• FRAGMENTO MOSTRADO:

El periodista menciona a variante P.1 y habla de la época de evolución y del proceso de reemplazo de linaje y transmisibilidad, y qué distinta es la escucha bajo el paradigma de las ciencias sociales. Los linajes del Amazonas, dice. Hay palabras que no importa si están a la altura del contenido, no sé, repasador, por ejemplo. En cambio, Amazonas es inmensa, tan verde, tierra y agua a la vez, tan lodo. Amazonas es una palabra grave mucho antes del Coronavirus.
El turismo masivo llega a Manaos después del boom del caucho y también después de Herzog. Paseamos por las calles, hacemos amigos, buscamos como se busca en los viajes. Nada concreto, apenas un latido. Escribo un diario con una pluma de tinta negra, saco fotos y camino cerca del río porque dicen que se pueden ver delfines rosados, gonfinhos, en portugués. En el momento y sin internet no me lo creo del todo, suena a historieta de Fabio Moon, a libro marino para colorear.
Venimos navegando desde Yurimaguas, en el norte de Perú, donde esperamos un barco más de una semana. Todos los días caminamos por el mismo sendero de tierra roja hasta el puerto para conseguir información sobre la fecha de partida. La respuesta es siempre la misma, escrita con tiza blanca sobre en un pizarrón verde: «Sale hoy día 2 a Iquitos». Pero no sale y al día siguiente borran el 2, escriben un 3 y tampoco sale. Pasan los días, 4, 5, 6 y el barco sigue anclado y nadie parece inquietarse.

(Entradas de datos almacenadas)
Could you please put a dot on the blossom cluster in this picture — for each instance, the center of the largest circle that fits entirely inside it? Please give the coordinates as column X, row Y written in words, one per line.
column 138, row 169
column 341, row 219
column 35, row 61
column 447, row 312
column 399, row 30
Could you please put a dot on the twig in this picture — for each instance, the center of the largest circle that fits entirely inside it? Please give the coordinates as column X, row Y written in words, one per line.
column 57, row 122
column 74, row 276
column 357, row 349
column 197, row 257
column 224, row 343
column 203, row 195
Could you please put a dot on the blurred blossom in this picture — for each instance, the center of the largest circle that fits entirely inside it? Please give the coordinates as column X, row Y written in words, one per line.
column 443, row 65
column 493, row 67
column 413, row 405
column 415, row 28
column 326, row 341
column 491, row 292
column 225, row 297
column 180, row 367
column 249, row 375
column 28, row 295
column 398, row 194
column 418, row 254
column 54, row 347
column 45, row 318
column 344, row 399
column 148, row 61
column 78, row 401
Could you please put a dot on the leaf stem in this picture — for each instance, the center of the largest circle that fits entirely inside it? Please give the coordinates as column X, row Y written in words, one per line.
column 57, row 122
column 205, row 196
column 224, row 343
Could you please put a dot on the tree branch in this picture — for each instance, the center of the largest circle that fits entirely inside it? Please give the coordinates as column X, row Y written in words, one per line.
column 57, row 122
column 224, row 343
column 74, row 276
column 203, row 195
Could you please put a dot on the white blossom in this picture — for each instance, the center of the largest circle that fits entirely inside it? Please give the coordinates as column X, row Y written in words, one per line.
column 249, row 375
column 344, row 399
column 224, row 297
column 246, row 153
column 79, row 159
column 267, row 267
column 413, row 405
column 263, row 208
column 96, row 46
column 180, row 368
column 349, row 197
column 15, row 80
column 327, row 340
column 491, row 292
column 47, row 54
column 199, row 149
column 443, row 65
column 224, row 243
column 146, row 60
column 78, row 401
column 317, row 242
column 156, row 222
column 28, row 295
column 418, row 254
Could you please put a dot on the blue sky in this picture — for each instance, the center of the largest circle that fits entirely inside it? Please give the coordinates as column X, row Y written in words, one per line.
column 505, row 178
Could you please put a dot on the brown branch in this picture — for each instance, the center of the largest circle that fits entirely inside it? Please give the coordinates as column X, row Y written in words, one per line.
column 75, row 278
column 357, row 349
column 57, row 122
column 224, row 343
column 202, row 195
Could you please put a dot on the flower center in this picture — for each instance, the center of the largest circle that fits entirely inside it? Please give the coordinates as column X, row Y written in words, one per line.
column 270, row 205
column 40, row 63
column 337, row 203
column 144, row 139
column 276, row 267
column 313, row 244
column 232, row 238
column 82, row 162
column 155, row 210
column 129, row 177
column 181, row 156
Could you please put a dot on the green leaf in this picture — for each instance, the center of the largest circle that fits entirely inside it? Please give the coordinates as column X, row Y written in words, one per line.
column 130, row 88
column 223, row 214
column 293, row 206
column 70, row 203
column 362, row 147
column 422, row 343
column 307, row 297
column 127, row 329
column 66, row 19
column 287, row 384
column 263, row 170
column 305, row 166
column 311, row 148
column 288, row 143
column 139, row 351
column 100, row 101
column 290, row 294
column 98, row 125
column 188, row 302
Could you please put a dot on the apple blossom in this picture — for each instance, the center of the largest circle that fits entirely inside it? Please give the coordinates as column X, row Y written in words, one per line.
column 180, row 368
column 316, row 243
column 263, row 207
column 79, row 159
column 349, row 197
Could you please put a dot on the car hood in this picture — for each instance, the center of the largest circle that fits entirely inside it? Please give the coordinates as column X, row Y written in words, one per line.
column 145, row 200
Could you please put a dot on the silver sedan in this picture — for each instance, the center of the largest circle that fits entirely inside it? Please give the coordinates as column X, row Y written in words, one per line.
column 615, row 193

• TU OBJETIVO: Según el relato del viaje, ¿en qué ciudad del norte de Perú se esperó un barco durante más de una semana? Los datos no tienen ningún papel en esto.

• SOLUCIÓN DE LA TAREA: En Yurimaguas.